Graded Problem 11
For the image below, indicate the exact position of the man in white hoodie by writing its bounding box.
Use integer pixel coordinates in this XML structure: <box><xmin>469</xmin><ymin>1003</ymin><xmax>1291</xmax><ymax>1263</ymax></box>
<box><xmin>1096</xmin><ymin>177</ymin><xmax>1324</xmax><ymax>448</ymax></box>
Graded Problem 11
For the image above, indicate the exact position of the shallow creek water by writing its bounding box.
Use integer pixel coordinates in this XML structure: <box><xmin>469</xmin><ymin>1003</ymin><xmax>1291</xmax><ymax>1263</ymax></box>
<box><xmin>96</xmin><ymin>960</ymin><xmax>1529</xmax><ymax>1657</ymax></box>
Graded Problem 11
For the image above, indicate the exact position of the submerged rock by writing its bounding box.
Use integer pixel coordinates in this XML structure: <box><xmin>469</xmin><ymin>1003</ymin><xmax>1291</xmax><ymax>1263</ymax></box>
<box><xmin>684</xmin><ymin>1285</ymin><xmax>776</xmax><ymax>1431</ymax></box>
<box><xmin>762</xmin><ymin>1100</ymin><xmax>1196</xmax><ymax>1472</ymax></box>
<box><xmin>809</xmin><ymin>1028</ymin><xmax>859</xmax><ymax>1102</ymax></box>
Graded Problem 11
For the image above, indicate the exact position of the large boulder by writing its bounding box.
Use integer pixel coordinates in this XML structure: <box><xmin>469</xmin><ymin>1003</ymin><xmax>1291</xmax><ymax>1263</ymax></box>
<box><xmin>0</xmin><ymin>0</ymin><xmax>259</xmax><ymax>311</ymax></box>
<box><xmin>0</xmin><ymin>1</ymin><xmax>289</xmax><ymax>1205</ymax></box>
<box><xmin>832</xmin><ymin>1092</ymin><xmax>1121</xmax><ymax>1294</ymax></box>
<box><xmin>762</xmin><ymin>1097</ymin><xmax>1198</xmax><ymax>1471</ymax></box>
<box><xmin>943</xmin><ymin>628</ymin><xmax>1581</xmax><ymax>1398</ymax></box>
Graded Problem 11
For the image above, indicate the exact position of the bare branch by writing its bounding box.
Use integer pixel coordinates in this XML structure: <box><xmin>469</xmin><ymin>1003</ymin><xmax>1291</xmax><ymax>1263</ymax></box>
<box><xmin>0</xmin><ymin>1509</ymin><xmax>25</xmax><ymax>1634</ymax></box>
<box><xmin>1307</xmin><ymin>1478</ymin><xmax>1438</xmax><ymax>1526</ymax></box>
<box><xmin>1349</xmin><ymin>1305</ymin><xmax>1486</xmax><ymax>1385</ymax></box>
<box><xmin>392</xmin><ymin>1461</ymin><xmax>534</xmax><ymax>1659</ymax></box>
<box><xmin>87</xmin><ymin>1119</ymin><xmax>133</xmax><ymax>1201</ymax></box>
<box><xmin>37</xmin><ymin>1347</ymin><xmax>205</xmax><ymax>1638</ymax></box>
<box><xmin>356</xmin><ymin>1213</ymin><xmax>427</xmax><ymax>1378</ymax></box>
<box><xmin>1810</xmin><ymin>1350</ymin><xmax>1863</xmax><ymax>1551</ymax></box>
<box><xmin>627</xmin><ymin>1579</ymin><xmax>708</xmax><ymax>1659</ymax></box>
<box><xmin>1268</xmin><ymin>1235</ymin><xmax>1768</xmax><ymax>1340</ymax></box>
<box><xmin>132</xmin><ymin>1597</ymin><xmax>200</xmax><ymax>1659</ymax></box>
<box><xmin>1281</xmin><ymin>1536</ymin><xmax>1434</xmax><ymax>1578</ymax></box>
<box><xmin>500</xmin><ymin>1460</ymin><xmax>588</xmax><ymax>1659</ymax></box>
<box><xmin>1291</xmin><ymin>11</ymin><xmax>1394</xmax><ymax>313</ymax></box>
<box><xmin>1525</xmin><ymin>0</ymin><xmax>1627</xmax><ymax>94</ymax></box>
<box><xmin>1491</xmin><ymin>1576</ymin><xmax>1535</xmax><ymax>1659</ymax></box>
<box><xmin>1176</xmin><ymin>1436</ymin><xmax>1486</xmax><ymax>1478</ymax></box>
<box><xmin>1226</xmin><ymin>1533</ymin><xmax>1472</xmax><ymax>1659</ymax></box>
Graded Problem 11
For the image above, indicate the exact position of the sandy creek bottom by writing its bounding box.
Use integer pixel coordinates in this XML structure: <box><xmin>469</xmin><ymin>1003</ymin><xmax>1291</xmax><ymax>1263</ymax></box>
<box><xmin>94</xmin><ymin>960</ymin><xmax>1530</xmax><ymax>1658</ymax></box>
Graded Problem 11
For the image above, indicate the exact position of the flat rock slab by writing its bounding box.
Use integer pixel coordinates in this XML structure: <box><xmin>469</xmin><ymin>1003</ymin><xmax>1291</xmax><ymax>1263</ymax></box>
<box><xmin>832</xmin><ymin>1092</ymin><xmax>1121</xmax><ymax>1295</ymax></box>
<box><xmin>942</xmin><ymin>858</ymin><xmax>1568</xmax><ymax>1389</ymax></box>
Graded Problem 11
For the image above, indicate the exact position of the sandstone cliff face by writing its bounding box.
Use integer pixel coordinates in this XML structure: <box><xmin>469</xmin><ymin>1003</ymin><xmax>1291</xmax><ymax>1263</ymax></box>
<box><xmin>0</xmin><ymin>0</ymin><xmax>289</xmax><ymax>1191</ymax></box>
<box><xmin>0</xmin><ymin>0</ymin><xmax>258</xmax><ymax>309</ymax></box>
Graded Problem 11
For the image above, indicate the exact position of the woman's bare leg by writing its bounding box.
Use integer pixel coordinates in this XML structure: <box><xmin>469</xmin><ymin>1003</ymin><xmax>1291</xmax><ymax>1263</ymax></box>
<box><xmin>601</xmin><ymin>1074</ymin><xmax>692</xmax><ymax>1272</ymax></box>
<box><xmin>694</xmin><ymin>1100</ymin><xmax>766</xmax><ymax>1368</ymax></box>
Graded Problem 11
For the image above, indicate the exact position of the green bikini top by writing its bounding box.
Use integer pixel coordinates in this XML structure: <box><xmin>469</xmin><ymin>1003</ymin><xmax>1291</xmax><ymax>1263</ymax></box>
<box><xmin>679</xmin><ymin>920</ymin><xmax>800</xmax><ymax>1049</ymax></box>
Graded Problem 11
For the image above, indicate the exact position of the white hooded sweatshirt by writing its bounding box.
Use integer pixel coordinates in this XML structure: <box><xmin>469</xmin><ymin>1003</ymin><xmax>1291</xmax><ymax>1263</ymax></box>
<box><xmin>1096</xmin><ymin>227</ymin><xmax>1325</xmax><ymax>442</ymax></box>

Directions for this task ->
Would you transcribe the records above exactly, leaving nothing out?

Finished task ->
Graded Problem 11
For the image below, indicate the exact position of the man in white hoodie by writing its bounding box.
Use integer pixel coordinates in this XML structure: <box><xmin>469</xmin><ymin>1003</ymin><xmax>1291</xmax><ymax>1263</ymax></box>
<box><xmin>1096</xmin><ymin>177</ymin><xmax>1324</xmax><ymax>448</ymax></box>
Graded Problem 11
For the image above, indicate the exact position of the shallow creek water by writing its bounding box.
Use integer pixel coordinates in this XML structure: <box><xmin>469</xmin><ymin>1003</ymin><xmax>1291</xmax><ymax>1263</ymax></box>
<box><xmin>96</xmin><ymin>960</ymin><xmax>1529</xmax><ymax>1657</ymax></box>
Graded Problem 11
For the image above, indicate the exact position of the submerged rock by writing its bounding box.
Use integer pixel coordinates in this XML structure: <box><xmin>469</xmin><ymin>1003</ymin><xmax>1291</xmax><ymax>1263</ymax></box>
<box><xmin>684</xmin><ymin>1285</ymin><xmax>776</xmax><ymax>1431</ymax></box>
<box><xmin>762</xmin><ymin>1100</ymin><xmax>1196</xmax><ymax>1472</ymax></box>
<box><xmin>809</xmin><ymin>1028</ymin><xmax>859</xmax><ymax>1102</ymax></box>
Graded Problem 11
For the image above, indicate the exact position of the large boulder by writing its bounding box.
Use integer pixel coordinates in this XML structure: <box><xmin>469</xmin><ymin>1003</ymin><xmax>1291</xmax><ymax>1263</ymax></box>
<box><xmin>0</xmin><ymin>0</ymin><xmax>259</xmax><ymax>311</ymax></box>
<box><xmin>0</xmin><ymin>1</ymin><xmax>289</xmax><ymax>1205</ymax></box>
<box><xmin>832</xmin><ymin>1092</ymin><xmax>1121</xmax><ymax>1294</ymax></box>
<box><xmin>762</xmin><ymin>1097</ymin><xmax>1198</xmax><ymax>1471</ymax></box>
<box><xmin>943</xmin><ymin>628</ymin><xmax>1581</xmax><ymax>1398</ymax></box>
Graded Problem 11
For the image above, indicate the exact position of the bare branch by writing its bounding box.
Use integer pixel coordinates in this XML structure: <box><xmin>469</xmin><ymin>1003</ymin><xmax>1291</xmax><ymax>1263</ymax></box>
<box><xmin>0</xmin><ymin>1509</ymin><xmax>25</xmax><ymax>1634</ymax></box>
<box><xmin>1307</xmin><ymin>1478</ymin><xmax>1438</xmax><ymax>1526</ymax></box>
<box><xmin>1349</xmin><ymin>1305</ymin><xmax>1486</xmax><ymax>1385</ymax></box>
<box><xmin>392</xmin><ymin>1461</ymin><xmax>534</xmax><ymax>1659</ymax></box>
<box><xmin>87</xmin><ymin>1119</ymin><xmax>133</xmax><ymax>1201</ymax></box>
<box><xmin>37</xmin><ymin>1347</ymin><xmax>205</xmax><ymax>1638</ymax></box>
<box><xmin>356</xmin><ymin>1213</ymin><xmax>427</xmax><ymax>1378</ymax></box>
<box><xmin>1810</xmin><ymin>1350</ymin><xmax>1863</xmax><ymax>1551</ymax></box>
<box><xmin>627</xmin><ymin>1579</ymin><xmax>708</xmax><ymax>1659</ymax></box>
<box><xmin>1268</xmin><ymin>1235</ymin><xmax>1768</xmax><ymax>1340</ymax></box>
<box><xmin>132</xmin><ymin>1597</ymin><xmax>200</xmax><ymax>1659</ymax></box>
<box><xmin>1281</xmin><ymin>1536</ymin><xmax>1434</xmax><ymax>1578</ymax></box>
<box><xmin>500</xmin><ymin>1460</ymin><xmax>588</xmax><ymax>1659</ymax></box>
<box><xmin>1291</xmin><ymin>11</ymin><xmax>1394</xmax><ymax>313</ymax></box>
<box><xmin>1525</xmin><ymin>0</ymin><xmax>1627</xmax><ymax>94</ymax></box>
<box><xmin>1491</xmin><ymin>1576</ymin><xmax>1535</xmax><ymax>1659</ymax></box>
<box><xmin>1176</xmin><ymin>1436</ymin><xmax>1486</xmax><ymax>1478</ymax></box>
<box><xmin>1226</xmin><ymin>1533</ymin><xmax>1472</xmax><ymax>1659</ymax></box>
Graded Problem 11
For the image above, indicate the exact position of the sandy creek bottom by writing its bounding box.
Use integer pixel coordinates in this XML structure: <box><xmin>469</xmin><ymin>1003</ymin><xmax>1291</xmax><ymax>1263</ymax></box>
<box><xmin>94</xmin><ymin>960</ymin><xmax>1530</xmax><ymax>1658</ymax></box>
Graded Problem 11
For the image above, indicate the exact position of the flat rock slab by writing its bounding box.
Use integer pixel coordinates in this XML structure: <box><xmin>469</xmin><ymin>1003</ymin><xmax>1291</xmax><ymax>1263</ymax></box>
<box><xmin>832</xmin><ymin>1092</ymin><xmax>1121</xmax><ymax>1295</ymax></box>
<box><xmin>942</xmin><ymin>858</ymin><xmax>1568</xmax><ymax>1389</ymax></box>
Graded Problem 11
For the image above, indicate the exact position of the sandstone cliff face by writing its bounding box.
Use integer pixel coordinates in this XML structure: <box><xmin>469</xmin><ymin>1003</ymin><xmax>1291</xmax><ymax>1263</ymax></box>
<box><xmin>0</xmin><ymin>0</ymin><xmax>289</xmax><ymax>1191</ymax></box>
<box><xmin>0</xmin><ymin>0</ymin><xmax>258</xmax><ymax>309</ymax></box>
Graded Problem 11
For the image above, indicate the exact position of the woman's bare leg by writing its bounding box.
Use integer pixel coordinates in this XML structure: <box><xmin>469</xmin><ymin>1003</ymin><xmax>1291</xmax><ymax>1263</ymax></box>
<box><xmin>601</xmin><ymin>1074</ymin><xmax>692</xmax><ymax>1272</ymax></box>
<box><xmin>694</xmin><ymin>1100</ymin><xmax>766</xmax><ymax>1368</ymax></box>
Graded Problem 11
For the image above, indicate the exact position of the green bikini top by writing its bounding box.
Use integer pixel coordinates in this XML structure: <box><xmin>469</xmin><ymin>1003</ymin><xmax>1291</xmax><ymax>1263</ymax></box>
<box><xmin>679</xmin><ymin>920</ymin><xmax>800</xmax><ymax>1049</ymax></box>
Graded Problem 11
For the image above, indicate the exact position of the white hooded sweatshirt by writing its bounding box.
Use integer pixel coordinates in this XML structure: <box><xmin>469</xmin><ymin>1003</ymin><xmax>1291</xmax><ymax>1263</ymax></box>
<box><xmin>1096</xmin><ymin>227</ymin><xmax>1325</xmax><ymax>442</ymax></box>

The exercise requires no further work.